BEGIN Input rows

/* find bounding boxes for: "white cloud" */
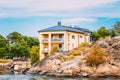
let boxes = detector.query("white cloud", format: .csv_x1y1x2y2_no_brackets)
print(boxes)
61,18,97,24
0,0,119,17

END Input rows

◆ Aim of the exercise ◆
Write out the listing above again with "white cloud" swapped for "gray cloud" everywhere it appears and nothing else changed. Leave the picture out.

◆ Solution to this task ◆
/* find bounding boxes for: "gray cloud" */
let boxes = detector.query("gray cloud", format: .csv_x1y1x2y2_no_brackets)
print(boxes)
61,18,97,24
0,0,119,17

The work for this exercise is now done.